Point annotation dataset items

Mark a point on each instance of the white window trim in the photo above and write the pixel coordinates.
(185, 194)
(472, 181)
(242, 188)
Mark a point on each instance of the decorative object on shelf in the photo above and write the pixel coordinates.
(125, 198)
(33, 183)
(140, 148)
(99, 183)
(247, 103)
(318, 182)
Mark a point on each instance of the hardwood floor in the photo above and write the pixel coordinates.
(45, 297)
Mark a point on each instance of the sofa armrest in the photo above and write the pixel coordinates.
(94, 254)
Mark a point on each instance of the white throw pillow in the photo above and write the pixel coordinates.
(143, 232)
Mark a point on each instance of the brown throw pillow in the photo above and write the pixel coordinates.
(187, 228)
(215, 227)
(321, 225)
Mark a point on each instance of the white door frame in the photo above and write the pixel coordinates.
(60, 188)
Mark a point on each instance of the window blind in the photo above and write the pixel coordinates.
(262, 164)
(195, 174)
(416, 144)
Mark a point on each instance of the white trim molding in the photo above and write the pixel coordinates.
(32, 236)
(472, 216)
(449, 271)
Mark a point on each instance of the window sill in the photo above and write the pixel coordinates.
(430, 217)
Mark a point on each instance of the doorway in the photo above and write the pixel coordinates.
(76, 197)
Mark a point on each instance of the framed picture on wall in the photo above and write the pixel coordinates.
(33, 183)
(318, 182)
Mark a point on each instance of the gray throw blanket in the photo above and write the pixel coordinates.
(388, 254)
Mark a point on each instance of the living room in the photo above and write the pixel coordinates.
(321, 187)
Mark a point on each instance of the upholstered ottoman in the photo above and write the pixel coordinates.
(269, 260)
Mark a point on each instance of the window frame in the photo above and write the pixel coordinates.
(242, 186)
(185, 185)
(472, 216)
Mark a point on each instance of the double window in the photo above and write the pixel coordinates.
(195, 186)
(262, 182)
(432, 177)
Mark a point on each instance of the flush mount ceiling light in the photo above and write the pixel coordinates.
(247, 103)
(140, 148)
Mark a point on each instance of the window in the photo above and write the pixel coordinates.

WORK TO COMPLETE ->
Write out every item above word for word, keeping the original order.

IN RESPONSE ->
Mark a point on each instance of the white window trim in the photo above and write the pixel coordinates.
(185, 194)
(472, 181)
(242, 188)
Mark a point on each instance of the decorative object on shelf in the photo above and write the pixel coordinates.
(125, 198)
(33, 183)
(140, 148)
(99, 183)
(247, 103)
(318, 182)
Mark a point on each instance of the hardwood floor in the photo above and write the pixel coordinates.
(45, 297)
Mark a point on each instance of the sofa armrest in the photo above and write the pixel coordinates.
(94, 254)
Mark a point on each instance of the white throw pillow in the photo above and write the pixel coordinates.
(143, 232)
Mark a point on each instance of the brown throw pillow in the photo above and write the pixel coordinates.
(187, 228)
(215, 227)
(321, 225)
Mark a point on each instance of the white door frame in the photo above and write the pixel coordinates.
(60, 188)
Mark a point on each instance of the window blind in the photo above and write the pixel coordinates.
(262, 164)
(195, 174)
(416, 144)
Mark a point on each instance of the white trim molding in the photo above and write the pixel coordinates.
(32, 236)
(472, 216)
(449, 271)
Mark a point on each instance of the window sill in the photo above and write the pixel coordinates.
(430, 217)
Mark a point on each instance of the doorway in the photo above and write the pixel coordinates.
(76, 197)
Mark a point on each instance of the framed picture on wall in the photo above and write the pixel coordinates.
(33, 183)
(318, 182)
Mark a point on each instance of the gray throw blanket in the photo above and write the pixel coordinates.
(388, 254)
Mark a point on each instance of the living room in the photo above and write the pixel coordinates.
(321, 187)
Mark a point on each instance of the upholstered ottoman in the photo above and write the pixel coordinates.
(269, 260)
Mark a point on each instance of the window frame in the photo above and write the pixel coordinates.
(242, 186)
(185, 185)
(472, 216)
Mark a point on each instance of the double window in the photo above and write the pixel coordinates.
(195, 186)
(262, 182)
(432, 177)
Mark a point on each instance of the flush mount ceiling light in the photo above and write the pixel coordinates.
(247, 103)
(140, 148)
Mark a point on each instance of the window in the photo above and write the pixel coordinates.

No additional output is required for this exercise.